WRITTEN EXERCISE: Copy each line of the entries that follow that contains the word "below".

SOURCE MATERIAL:
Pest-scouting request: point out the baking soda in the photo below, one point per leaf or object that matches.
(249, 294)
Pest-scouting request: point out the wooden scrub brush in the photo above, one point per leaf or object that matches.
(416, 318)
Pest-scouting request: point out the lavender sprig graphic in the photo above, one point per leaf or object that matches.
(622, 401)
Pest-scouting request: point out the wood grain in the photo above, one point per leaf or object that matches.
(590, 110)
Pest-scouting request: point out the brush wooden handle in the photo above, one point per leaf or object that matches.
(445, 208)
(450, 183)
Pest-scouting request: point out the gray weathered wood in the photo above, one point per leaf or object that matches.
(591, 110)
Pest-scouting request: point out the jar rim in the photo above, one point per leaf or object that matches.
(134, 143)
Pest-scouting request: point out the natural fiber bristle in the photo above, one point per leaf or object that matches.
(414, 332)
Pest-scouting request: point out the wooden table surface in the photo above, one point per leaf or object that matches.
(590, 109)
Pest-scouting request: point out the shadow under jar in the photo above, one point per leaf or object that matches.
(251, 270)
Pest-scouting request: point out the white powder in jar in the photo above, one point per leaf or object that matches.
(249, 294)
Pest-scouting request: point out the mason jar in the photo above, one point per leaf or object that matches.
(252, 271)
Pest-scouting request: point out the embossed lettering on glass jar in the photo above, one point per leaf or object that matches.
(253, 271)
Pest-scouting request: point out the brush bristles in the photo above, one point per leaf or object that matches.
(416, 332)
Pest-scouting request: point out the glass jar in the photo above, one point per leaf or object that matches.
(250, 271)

...

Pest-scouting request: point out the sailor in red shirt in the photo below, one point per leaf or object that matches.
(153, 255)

SOLUTION:
Pest-scouting request: point out the baking soda in the photo below, one point per leaf or object that matches.
Pest-scouting request: point out the sailor in red shirt in the photo below, one point per leaf or object that matches.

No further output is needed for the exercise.